- Directions for this task
Could you restate the data word for word?

+++

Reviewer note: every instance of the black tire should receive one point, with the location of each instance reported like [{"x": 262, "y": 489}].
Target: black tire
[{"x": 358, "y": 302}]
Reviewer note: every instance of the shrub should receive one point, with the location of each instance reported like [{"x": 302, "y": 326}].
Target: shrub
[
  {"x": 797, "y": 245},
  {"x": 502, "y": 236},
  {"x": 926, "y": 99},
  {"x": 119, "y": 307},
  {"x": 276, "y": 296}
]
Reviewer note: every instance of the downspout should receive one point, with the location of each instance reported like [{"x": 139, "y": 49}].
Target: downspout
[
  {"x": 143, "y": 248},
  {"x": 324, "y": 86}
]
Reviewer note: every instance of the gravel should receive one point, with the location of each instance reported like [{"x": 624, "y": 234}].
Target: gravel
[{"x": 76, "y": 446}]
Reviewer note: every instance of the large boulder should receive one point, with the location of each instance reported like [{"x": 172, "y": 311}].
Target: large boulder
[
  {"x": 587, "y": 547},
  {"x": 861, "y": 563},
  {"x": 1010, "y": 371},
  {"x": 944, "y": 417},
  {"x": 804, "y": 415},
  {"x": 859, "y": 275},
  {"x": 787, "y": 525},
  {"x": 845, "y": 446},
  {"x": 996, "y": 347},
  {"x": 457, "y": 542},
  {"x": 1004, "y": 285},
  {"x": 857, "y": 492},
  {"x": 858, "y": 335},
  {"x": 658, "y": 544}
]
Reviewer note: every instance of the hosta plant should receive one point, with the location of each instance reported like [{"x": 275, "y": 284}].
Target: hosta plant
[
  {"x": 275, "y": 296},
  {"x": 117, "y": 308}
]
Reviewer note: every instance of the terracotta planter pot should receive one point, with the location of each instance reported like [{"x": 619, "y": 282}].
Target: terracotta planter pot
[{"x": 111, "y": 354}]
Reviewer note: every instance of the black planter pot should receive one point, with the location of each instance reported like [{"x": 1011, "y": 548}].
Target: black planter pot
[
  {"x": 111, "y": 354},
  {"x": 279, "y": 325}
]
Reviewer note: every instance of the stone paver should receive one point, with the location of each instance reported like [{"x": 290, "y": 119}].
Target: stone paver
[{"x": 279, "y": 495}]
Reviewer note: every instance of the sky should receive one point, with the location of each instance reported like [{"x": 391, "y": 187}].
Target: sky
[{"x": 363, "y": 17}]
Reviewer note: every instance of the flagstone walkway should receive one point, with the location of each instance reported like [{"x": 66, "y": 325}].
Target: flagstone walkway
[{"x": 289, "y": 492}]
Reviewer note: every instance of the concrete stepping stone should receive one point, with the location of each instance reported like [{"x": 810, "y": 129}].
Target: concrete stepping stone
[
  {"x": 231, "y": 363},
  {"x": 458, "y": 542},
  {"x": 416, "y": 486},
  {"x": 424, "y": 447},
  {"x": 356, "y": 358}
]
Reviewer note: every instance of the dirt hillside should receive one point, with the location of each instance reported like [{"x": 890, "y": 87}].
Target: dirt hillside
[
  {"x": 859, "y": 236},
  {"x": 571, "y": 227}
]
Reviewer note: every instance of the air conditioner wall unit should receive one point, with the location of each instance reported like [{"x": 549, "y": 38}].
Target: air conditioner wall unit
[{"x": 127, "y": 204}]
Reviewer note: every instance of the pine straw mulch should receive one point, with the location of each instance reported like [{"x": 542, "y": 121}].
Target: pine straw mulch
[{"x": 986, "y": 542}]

+++

- Reply to the exercise
Reviewer note: every instance of the black tire should receive one point, with the location of each instance reported like [{"x": 262, "y": 489}].
Target: black tire
[{"x": 358, "y": 302}]
Reviewer note: every instance of the shrub should receive one point, with the location of each instance reported like [{"x": 302, "y": 326}].
Target: shrub
[
  {"x": 797, "y": 245},
  {"x": 502, "y": 236},
  {"x": 926, "y": 99},
  {"x": 119, "y": 307},
  {"x": 276, "y": 296}
]
Reviewer note: every instance of the downspout should receive one point, with the location of each instance reported like [{"x": 139, "y": 49}].
Target: downspout
[
  {"x": 143, "y": 248},
  {"x": 324, "y": 86}
]
Reviewer note: every instance of the gravel should receive one point, with the location of each instance reported like [{"x": 624, "y": 234}].
Target: gravel
[{"x": 76, "y": 446}]
Reviewer note: every instance of the large boulder should receive one point, with the location of each instance reported like [{"x": 172, "y": 311}].
Target: large boulder
[
  {"x": 587, "y": 547},
  {"x": 861, "y": 563},
  {"x": 1010, "y": 371},
  {"x": 944, "y": 417},
  {"x": 804, "y": 415},
  {"x": 859, "y": 275},
  {"x": 787, "y": 525},
  {"x": 845, "y": 446},
  {"x": 996, "y": 347},
  {"x": 457, "y": 542},
  {"x": 1004, "y": 285},
  {"x": 857, "y": 492},
  {"x": 858, "y": 335},
  {"x": 658, "y": 544}
]
Reviewer note: every instance of the hosta plant should receive one point, with the location of each instance reported like [{"x": 275, "y": 284}].
Target: hosta plant
[
  {"x": 275, "y": 296},
  {"x": 117, "y": 308}
]
Reviewer note: every instance of the terracotta planter pot should receive one point, with the location of each instance reported like [{"x": 619, "y": 282}].
Target: terracotta planter pot
[{"x": 111, "y": 354}]
Reviewer note: every instance of the black planter pot should receive one point, with the location of each instance reported like [{"x": 1011, "y": 548}].
Target: black planter pot
[
  {"x": 111, "y": 354},
  {"x": 279, "y": 325}
]
Reviewer note: every instance of the stone paver should receive one point, with the location of each instance reported like [{"x": 290, "y": 119}].
Target: stone paver
[{"x": 279, "y": 495}]
Reviewer note: every instance of the sky should receive one point, with the location of each instance reported like [{"x": 391, "y": 187}].
Target: sky
[{"x": 363, "y": 17}]
Reviewer note: every instance of the flagstone walkway should receive one point, with the location of each instance reported like [{"x": 66, "y": 325}].
Target: flagstone walkway
[{"x": 289, "y": 492}]
Reviewer note: every instance of the concrete stepping stone should receive one point, with the location of each instance reported like [{"x": 810, "y": 129}].
Target: concrete stepping stone
[
  {"x": 231, "y": 363},
  {"x": 458, "y": 542},
  {"x": 416, "y": 486},
  {"x": 424, "y": 447},
  {"x": 356, "y": 358}
]
Reviewer note: every instance of the dirt hillside should receive one point, with the location of each instance reported like [{"x": 890, "y": 87}].
Target: dirt hillside
[
  {"x": 859, "y": 236},
  {"x": 571, "y": 227}
]
Reviewer note: every instance of the air conditioner wall unit should receive one point, with the location of each instance reported like [{"x": 549, "y": 38}].
Target: air conditioner wall unit
[{"x": 127, "y": 204}]
Reviewer note: every instance of the pine straw mulch should receive one point, with the location of each instance reported like [{"x": 542, "y": 121}].
Target: pine straw mulch
[{"x": 986, "y": 542}]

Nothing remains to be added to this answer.